● **Task**
Take the data below and write it out exactly, except for the pictures.

**********

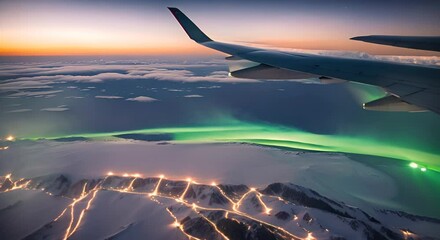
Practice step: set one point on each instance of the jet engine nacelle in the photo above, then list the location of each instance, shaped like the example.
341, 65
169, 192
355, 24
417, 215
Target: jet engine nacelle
392, 103
240, 68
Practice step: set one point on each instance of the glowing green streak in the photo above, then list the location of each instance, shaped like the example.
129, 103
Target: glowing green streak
272, 135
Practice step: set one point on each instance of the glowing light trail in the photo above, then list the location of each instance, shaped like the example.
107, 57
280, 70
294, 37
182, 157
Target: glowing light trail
91, 195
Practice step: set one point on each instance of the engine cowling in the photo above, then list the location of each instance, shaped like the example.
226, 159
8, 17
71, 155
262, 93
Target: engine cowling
392, 103
241, 68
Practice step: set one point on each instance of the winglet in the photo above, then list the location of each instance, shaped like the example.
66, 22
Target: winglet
190, 28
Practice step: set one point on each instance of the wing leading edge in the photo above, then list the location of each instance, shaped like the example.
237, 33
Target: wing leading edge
417, 86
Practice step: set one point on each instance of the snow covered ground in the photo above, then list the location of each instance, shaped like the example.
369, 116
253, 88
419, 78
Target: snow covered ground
112, 189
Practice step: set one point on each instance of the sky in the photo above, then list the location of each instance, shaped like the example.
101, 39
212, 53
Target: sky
117, 27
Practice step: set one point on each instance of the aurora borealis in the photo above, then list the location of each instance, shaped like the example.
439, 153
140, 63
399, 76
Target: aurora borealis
114, 89
277, 136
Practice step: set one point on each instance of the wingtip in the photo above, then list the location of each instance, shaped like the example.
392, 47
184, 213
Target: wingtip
190, 28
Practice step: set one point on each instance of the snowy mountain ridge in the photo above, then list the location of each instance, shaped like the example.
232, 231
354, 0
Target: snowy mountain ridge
129, 206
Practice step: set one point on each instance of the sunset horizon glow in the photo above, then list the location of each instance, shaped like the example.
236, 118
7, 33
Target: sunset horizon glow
57, 28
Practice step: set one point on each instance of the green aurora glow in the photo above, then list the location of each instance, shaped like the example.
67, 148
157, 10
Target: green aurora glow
279, 136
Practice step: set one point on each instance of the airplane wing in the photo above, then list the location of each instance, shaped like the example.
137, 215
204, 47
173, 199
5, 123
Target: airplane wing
410, 87
431, 43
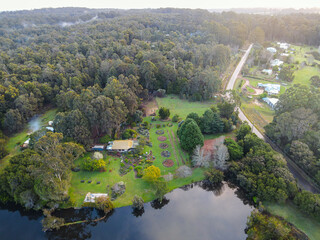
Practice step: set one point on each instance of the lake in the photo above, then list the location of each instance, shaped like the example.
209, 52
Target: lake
186, 213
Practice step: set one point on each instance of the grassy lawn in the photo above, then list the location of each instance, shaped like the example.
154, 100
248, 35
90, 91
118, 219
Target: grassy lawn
134, 186
16, 140
303, 75
260, 115
301, 53
290, 213
137, 186
183, 107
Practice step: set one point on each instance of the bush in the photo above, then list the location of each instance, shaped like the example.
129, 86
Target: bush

**********

● **Written answer**
Practice step: set one point on each instance of the jet engine nacelle in the photo above, then list the location of each instance, shaped like the example.
341, 65
169, 192
355, 24
417, 215
Target: jet engine nacelle
392, 103
240, 68
Practice step: set one point on each instance of the glowing green streak in the photo above, then list the location of each instance, shaped like the example.
129, 103
Target: glowing green streak
272, 135
Practice step: set one point on each instance of the glowing light trail in the photo above, then list the location of each instance, shaped like the example.
107, 57
280, 70
294, 37
182, 157
Target: glowing light trail
91, 195
Practice step: set one point on each instance of the engine cowling in the photo above, then list the location of each instance, shaped like the example.
226, 159
8, 17
71, 155
262, 93
Target: engine cowling
392, 103
241, 68
Practice step: set one point on each instance of the winglet in the photo above, then list the location of each instance, shaped like the example.
66, 22
Target: winglet
190, 28
Practice step: set one point on each instance of the wing leading edge in the photo above, then list the location of each instance, shaped like the example.
237, 33
Target: wing leading edge
417, 86
Practice step: set one point on each instance of the snow covered ground in the photo above, then list the location of each instance, shaped like the example.
369, 116
253, 88
419, 78
Target: snow covered ground
112, 189
Practice step: set one point on each instance of the sky in the photo above, then list the location of each instance, shaped like the example.
101, 39
212, 53
Target: sky
117, 27
Practice step: set one point on each instance of the aurora borealis in the photo above, then list the location of each instance, shaped like the example.
439, 153
140, 63
399, 76
Target: aurora borealis
114, 89
277, 136
Practice step: set one point on each instance of the wingtip in the photo above, then list the location of each instance, shaped like the example.
392, 47
184, 213
Target: wingtip
190, 28
Practice step: set one point on each instance of the snowy mountain ridge in the photo above, then list the location of each instance, shaped like the example.
232, 231
354, 0
Target: snowy mountain ridge
129, 206
Practice step: set one point on each instance of the sunset horizon glow in the photo above, then list the location of each instance, shaped like the example.
236, 118
7, 33
Target: sunset horizon glow
57, 28
Practice step: set one point on each instance of the green aurora glow in the photo above, then list the location of each instance, shaped like the example.
67, 148
157, 10
Target: green aurora glow
279, 136
Practice step: set one point on each instance of the airplane wing in the photo above, then list the location of each instance, shaped like the example.
137, 215
204, 47
173, 199
5, 123
Target: airplane wing
410, 87
431, 43
Practice step: set one point on each instance of the lake in the photo above, then list the location of each instance, shaped like the example.
209, 52
Target: lake
186, 213
Practice step: set one point on each instance of the grassy lawn in the photo above, then list the location of each instance, shaped like the example.
154, 100
248, 35
90, 91
118, 219
Target: grassy lawn
134, 186
16, 140
303, 75
260, 115
301, 53
290, 213
137, 186
183, 107
Practice step: set one point on each instance of the bush in the photo above, then list the location of each instance, shaped like the example.
129, 86
Target: bush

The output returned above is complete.